DESCRIPTION OF THE TASK
Return only this: the line with "of the sneaker" and all the lines that follow it below, through the final one, exactly as they are.

Dataset entries:
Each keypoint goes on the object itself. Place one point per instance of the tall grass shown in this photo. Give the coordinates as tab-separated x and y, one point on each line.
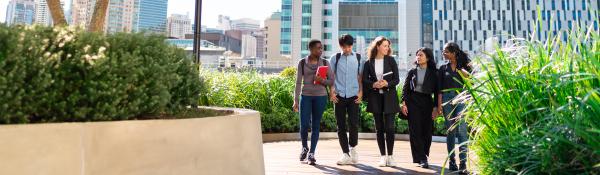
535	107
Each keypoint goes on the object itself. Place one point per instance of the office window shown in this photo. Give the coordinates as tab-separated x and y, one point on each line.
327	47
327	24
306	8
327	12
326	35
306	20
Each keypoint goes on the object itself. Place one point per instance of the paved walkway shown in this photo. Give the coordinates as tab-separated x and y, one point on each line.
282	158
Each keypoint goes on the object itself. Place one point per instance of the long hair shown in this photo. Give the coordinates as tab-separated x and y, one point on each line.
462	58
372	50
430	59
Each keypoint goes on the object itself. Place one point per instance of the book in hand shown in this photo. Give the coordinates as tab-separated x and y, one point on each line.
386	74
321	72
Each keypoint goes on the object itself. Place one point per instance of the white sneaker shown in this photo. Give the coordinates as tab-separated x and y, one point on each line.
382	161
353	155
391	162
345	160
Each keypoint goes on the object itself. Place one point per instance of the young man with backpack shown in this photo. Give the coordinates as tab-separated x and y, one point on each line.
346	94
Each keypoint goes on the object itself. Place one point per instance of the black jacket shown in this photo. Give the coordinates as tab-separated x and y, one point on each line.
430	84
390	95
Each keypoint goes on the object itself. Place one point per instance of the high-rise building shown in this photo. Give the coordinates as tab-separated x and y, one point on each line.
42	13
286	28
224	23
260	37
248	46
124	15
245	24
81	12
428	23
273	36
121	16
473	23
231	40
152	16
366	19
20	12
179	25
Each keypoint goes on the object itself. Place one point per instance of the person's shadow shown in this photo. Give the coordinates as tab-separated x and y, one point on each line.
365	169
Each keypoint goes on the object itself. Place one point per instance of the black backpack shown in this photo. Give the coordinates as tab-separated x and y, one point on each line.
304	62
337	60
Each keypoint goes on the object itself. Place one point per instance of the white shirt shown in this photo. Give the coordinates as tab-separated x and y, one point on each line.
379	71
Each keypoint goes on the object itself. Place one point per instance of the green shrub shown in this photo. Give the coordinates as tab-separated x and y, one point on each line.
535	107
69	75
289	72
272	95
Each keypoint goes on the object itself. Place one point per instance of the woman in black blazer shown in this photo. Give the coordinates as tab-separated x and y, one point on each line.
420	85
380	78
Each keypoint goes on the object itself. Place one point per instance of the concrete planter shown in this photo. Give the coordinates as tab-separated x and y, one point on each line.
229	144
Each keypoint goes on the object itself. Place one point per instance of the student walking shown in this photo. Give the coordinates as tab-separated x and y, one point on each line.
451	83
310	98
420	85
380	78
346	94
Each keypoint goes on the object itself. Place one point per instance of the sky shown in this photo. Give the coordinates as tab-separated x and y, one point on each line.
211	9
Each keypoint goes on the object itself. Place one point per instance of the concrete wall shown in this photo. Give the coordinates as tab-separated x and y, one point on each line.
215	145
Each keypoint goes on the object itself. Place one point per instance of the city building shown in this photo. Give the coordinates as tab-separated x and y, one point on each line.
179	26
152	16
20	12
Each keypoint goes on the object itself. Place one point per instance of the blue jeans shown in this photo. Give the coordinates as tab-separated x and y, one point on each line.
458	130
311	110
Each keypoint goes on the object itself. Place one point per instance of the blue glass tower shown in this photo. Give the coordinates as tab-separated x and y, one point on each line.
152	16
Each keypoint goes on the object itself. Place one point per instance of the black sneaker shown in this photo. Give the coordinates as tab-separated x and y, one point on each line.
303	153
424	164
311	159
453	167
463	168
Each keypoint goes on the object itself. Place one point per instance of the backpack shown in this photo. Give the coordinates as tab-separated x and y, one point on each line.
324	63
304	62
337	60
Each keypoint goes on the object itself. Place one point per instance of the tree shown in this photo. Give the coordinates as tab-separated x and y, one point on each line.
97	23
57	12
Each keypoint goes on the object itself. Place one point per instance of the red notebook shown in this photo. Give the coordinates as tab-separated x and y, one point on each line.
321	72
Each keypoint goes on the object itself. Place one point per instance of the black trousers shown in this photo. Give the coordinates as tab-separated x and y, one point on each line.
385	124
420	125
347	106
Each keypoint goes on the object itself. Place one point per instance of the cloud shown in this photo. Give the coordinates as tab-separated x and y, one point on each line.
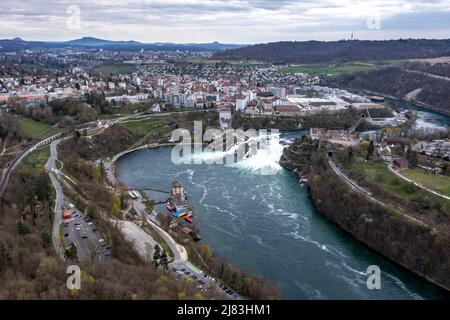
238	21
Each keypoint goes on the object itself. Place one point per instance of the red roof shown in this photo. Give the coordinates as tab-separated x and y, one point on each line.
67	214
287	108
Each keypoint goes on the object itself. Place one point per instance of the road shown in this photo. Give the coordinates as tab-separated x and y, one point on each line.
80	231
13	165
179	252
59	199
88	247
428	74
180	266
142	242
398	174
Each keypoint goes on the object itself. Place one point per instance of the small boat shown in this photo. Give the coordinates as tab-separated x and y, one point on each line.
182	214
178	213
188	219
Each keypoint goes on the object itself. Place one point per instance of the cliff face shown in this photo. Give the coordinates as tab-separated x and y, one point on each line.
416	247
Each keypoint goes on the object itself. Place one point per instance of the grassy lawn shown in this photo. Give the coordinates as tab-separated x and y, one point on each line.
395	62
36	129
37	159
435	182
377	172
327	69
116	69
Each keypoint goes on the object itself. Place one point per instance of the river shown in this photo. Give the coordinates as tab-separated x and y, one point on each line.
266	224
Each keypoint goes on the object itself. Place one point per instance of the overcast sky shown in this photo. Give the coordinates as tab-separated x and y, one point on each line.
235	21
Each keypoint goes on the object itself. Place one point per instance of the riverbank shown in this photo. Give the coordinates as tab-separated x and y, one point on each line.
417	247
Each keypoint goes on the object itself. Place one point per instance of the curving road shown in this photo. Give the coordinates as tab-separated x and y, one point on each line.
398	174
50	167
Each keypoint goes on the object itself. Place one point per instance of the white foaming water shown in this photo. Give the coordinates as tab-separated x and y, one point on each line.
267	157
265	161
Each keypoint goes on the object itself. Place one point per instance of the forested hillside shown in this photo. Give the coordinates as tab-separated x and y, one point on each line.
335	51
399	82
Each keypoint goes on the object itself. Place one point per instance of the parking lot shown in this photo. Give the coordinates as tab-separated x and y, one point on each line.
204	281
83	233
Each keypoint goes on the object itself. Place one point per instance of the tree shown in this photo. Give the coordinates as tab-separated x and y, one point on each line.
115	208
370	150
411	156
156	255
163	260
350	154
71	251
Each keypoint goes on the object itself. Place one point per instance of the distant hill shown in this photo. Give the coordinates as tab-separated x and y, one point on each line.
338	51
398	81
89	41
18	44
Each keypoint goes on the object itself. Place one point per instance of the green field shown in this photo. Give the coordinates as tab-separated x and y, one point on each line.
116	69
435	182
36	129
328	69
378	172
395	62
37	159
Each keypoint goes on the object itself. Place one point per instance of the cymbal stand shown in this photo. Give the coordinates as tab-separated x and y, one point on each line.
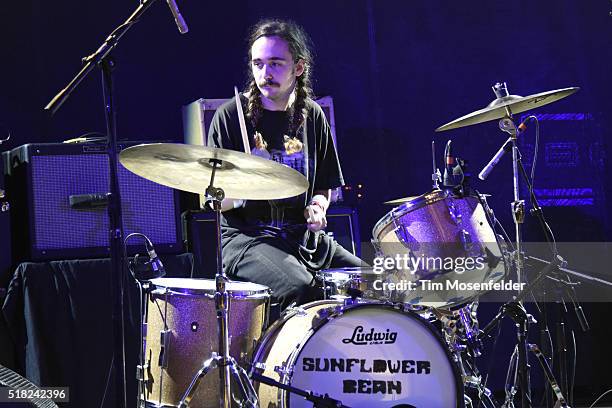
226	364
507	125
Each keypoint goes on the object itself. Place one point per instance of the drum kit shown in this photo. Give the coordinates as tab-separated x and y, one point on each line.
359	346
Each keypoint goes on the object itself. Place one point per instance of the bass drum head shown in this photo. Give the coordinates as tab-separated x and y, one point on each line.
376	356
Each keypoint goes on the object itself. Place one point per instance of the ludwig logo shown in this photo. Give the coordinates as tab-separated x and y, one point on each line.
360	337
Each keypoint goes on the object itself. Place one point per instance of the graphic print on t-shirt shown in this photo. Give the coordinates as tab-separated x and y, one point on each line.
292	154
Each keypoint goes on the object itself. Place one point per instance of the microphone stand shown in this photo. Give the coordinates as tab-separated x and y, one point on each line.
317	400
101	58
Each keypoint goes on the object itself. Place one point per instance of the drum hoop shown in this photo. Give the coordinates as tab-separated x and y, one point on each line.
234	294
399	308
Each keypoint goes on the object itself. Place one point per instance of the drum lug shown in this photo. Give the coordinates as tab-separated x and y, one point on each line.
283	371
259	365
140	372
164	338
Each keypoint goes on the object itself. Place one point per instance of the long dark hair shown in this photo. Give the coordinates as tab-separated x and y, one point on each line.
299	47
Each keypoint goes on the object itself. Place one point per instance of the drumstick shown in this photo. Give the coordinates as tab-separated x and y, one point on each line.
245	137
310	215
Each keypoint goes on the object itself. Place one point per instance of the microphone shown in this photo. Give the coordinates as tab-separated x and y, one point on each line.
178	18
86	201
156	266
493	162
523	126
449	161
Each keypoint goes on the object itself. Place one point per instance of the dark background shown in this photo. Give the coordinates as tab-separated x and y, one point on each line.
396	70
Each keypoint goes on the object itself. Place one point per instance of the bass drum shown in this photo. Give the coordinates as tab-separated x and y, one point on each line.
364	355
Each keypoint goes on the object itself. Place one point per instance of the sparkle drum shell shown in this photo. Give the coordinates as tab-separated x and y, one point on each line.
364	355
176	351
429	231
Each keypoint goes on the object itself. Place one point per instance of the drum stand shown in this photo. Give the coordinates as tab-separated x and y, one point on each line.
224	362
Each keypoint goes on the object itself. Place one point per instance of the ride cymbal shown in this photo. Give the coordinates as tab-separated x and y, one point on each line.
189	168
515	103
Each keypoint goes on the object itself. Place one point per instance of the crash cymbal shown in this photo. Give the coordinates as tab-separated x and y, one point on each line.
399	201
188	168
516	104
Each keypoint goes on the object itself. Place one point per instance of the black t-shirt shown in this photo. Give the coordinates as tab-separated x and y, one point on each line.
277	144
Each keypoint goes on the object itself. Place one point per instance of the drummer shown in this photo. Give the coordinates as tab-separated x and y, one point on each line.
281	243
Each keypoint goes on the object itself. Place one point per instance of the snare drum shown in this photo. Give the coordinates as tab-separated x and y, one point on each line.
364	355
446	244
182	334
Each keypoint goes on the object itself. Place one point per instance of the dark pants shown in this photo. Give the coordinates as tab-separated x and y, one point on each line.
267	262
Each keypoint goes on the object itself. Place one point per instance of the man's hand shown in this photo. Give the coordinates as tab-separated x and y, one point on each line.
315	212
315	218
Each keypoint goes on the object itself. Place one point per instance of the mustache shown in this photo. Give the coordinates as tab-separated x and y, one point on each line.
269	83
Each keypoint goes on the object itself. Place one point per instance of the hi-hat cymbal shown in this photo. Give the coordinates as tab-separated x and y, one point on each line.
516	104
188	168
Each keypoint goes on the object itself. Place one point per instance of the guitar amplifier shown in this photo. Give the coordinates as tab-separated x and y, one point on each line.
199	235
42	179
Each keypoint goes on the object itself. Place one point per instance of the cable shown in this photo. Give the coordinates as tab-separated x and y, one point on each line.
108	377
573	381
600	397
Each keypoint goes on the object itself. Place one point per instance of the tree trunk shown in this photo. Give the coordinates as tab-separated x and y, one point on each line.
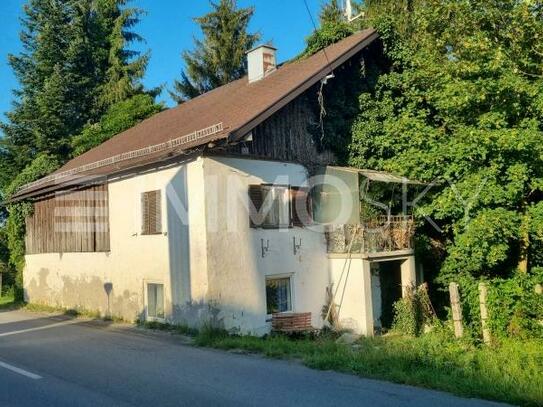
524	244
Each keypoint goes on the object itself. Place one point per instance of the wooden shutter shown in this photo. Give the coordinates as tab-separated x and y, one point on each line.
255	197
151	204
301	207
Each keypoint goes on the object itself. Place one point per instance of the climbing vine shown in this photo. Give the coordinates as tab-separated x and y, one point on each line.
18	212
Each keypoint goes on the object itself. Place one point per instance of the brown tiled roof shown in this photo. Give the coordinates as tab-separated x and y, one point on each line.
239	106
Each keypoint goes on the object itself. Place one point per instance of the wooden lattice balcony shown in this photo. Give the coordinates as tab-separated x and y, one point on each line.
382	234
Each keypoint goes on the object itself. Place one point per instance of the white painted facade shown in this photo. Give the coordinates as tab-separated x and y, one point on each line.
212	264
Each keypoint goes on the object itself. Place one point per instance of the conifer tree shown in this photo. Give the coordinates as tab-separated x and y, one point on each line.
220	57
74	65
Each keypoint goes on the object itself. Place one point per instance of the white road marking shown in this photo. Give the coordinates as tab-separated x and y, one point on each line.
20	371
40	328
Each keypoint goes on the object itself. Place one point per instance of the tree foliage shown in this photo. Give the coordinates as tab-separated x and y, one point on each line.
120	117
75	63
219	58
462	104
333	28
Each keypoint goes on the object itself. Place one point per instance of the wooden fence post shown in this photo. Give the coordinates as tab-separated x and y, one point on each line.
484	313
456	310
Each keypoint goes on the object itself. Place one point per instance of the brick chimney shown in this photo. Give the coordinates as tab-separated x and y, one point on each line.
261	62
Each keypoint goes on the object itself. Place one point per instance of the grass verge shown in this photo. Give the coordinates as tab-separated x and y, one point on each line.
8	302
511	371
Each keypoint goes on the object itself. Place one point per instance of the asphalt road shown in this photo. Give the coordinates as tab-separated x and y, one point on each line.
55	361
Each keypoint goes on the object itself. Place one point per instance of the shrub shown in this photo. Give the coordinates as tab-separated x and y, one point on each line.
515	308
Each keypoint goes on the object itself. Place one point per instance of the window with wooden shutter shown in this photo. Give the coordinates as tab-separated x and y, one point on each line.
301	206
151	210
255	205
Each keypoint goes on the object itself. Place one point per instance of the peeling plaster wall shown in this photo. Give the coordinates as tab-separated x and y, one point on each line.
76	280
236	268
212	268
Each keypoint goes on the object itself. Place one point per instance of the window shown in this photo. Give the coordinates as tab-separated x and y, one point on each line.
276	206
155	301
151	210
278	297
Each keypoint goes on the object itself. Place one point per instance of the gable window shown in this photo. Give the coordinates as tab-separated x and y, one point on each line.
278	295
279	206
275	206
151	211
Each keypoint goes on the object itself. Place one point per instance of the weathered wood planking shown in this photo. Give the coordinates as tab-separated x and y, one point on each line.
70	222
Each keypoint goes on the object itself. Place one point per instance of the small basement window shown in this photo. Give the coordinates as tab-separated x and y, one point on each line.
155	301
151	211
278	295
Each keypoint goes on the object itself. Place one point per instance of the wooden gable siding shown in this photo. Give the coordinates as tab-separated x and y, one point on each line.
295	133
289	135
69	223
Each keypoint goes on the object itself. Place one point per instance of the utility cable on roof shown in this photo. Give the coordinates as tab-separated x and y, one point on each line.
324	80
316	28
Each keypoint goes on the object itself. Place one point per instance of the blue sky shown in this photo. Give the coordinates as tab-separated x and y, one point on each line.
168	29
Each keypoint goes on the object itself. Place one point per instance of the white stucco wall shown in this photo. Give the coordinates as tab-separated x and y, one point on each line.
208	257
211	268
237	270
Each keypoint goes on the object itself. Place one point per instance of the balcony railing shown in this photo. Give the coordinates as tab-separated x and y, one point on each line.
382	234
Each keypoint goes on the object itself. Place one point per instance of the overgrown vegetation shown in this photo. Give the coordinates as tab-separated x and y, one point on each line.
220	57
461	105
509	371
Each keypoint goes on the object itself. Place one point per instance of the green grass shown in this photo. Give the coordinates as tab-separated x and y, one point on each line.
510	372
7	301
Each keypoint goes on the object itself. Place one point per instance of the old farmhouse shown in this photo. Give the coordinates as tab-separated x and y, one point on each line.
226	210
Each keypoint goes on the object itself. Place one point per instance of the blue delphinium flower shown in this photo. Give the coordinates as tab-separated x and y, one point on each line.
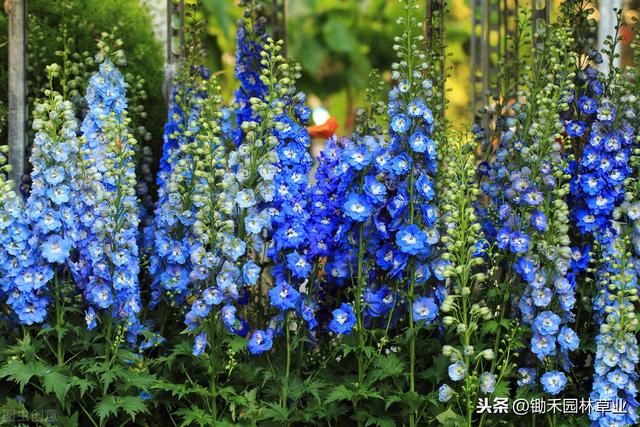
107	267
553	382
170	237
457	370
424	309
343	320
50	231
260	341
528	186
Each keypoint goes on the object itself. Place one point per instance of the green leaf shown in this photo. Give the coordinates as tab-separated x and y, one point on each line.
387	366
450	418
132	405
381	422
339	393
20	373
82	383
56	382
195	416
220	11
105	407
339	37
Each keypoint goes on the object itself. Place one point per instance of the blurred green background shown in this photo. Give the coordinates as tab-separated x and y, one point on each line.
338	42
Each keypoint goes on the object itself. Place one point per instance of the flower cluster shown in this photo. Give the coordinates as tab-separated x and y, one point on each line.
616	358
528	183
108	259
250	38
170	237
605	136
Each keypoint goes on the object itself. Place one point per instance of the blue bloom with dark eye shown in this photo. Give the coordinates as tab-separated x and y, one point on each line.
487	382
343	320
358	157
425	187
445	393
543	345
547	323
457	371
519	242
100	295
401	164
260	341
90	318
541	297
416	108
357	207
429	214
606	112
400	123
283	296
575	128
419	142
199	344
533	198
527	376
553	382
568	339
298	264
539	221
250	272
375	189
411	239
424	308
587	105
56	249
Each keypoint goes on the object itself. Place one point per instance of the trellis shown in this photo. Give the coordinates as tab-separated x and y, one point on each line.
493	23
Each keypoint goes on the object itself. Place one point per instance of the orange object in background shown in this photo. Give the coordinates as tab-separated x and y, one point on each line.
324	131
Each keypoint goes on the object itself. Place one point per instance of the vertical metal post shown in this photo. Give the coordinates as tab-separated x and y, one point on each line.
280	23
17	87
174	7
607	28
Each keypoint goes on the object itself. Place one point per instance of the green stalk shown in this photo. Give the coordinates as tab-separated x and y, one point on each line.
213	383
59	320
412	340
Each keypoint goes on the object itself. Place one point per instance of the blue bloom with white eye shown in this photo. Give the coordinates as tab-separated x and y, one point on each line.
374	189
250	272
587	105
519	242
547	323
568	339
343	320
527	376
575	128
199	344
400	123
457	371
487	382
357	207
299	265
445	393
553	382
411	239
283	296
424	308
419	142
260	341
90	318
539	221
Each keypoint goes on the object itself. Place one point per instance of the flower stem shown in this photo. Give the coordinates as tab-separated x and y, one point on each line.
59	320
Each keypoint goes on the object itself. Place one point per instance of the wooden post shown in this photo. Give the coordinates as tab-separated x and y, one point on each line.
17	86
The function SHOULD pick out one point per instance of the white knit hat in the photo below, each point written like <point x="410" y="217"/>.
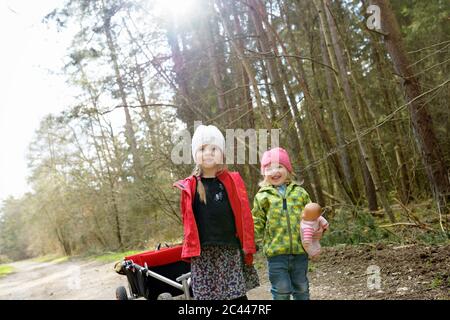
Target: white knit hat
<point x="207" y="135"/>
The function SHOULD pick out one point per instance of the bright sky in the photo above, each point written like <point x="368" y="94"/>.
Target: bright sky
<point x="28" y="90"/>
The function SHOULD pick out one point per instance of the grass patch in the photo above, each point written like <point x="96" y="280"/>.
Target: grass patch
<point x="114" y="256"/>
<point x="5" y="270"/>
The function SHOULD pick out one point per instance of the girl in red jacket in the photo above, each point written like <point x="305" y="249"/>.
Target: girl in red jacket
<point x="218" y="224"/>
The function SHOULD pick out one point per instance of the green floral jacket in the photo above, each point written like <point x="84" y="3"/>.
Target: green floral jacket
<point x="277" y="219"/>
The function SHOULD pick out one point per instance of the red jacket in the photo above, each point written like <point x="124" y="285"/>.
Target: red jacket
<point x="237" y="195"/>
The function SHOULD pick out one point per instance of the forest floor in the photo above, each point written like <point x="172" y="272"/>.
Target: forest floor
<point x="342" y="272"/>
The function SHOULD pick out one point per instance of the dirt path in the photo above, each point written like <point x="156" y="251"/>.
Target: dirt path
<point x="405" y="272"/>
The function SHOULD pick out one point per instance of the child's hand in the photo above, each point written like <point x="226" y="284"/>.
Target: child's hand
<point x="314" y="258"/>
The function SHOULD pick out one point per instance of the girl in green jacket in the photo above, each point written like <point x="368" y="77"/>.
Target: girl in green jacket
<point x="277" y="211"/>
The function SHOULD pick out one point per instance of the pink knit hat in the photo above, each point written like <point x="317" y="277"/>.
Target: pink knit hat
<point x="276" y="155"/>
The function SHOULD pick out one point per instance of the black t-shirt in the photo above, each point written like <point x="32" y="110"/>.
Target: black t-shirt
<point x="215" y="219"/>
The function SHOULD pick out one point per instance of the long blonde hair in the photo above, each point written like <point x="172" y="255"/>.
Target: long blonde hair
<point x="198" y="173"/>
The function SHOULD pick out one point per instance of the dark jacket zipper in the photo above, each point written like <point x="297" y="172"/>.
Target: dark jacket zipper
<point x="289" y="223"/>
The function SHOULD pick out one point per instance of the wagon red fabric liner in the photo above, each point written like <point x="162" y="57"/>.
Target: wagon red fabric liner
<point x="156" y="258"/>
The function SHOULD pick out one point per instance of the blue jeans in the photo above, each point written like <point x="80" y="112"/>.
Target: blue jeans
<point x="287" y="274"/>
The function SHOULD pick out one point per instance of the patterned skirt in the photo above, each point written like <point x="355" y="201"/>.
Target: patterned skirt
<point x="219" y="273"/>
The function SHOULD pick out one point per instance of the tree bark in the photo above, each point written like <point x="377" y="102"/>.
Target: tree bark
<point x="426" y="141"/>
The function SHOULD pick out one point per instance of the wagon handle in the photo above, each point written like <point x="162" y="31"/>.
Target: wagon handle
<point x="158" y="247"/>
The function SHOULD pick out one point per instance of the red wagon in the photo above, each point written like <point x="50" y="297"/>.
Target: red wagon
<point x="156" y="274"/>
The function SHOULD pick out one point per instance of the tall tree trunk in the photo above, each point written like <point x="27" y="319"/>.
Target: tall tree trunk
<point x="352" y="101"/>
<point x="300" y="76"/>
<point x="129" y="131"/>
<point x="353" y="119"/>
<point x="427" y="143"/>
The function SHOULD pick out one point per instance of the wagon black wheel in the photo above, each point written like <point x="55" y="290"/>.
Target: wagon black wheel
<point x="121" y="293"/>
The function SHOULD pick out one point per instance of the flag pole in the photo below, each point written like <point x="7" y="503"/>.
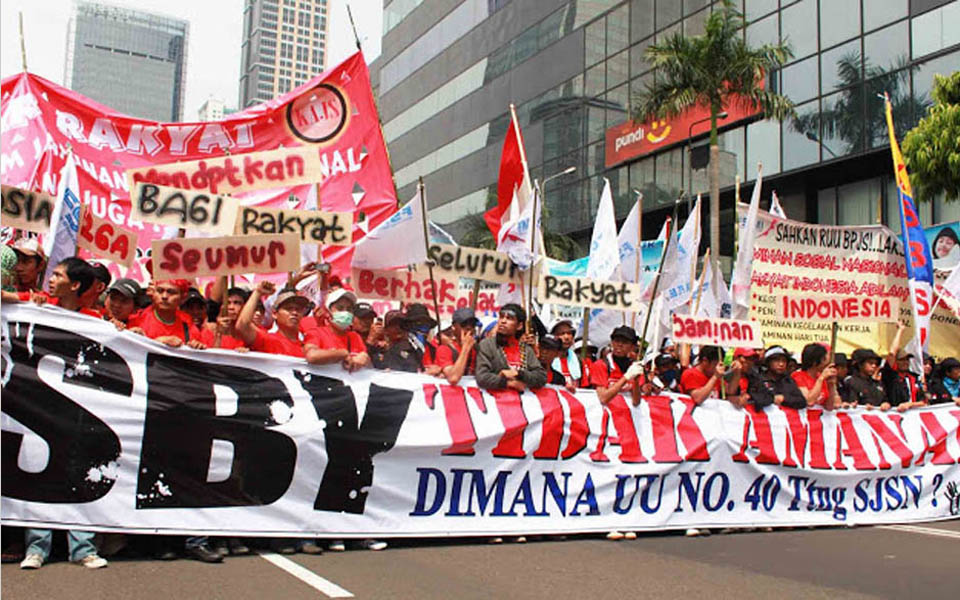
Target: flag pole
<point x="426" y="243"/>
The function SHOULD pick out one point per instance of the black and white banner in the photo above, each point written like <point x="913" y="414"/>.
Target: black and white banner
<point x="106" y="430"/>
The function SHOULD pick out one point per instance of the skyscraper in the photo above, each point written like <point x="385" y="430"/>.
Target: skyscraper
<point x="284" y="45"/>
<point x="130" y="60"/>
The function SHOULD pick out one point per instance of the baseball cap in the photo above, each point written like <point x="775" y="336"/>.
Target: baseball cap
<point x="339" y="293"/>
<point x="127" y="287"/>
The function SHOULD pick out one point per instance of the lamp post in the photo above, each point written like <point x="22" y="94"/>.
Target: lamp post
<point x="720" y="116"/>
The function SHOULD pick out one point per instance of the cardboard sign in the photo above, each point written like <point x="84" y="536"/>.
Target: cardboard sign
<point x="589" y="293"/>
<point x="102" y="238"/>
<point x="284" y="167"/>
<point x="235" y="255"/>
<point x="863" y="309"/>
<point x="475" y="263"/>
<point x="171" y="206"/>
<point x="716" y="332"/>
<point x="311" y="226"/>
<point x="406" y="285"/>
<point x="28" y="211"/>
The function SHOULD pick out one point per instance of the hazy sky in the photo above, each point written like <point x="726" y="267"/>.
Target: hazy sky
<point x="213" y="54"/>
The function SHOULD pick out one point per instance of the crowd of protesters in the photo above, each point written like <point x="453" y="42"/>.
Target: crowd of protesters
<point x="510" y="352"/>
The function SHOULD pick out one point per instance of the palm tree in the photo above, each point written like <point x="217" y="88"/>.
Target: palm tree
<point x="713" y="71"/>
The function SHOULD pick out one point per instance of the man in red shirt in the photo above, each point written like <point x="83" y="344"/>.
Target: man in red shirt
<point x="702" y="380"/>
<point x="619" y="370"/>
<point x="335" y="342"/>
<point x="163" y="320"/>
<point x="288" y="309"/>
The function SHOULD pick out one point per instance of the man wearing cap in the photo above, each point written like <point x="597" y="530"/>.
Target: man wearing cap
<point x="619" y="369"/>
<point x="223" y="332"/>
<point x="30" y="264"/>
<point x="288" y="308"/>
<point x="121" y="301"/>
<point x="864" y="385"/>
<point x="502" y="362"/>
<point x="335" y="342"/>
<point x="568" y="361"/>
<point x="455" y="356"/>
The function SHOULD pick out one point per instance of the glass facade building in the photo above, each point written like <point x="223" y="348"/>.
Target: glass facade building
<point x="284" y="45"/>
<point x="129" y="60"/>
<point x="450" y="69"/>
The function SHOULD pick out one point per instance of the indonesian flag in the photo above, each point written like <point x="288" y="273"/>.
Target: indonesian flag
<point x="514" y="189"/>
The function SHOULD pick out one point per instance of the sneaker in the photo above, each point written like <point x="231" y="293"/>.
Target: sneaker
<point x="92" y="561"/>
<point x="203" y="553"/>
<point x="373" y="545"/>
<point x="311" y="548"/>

SOLUTION TO THIS PROBLEM
The function SHOULD pick out one point per instance of the sneaker in the photo above, each point written like <point x="231" y="293"/>.
Target: sneaker
<point x="92" y="561"/>
<point x="203" y="553"/>
<point x="373" y="545"/>
<point x="311" y="548"/>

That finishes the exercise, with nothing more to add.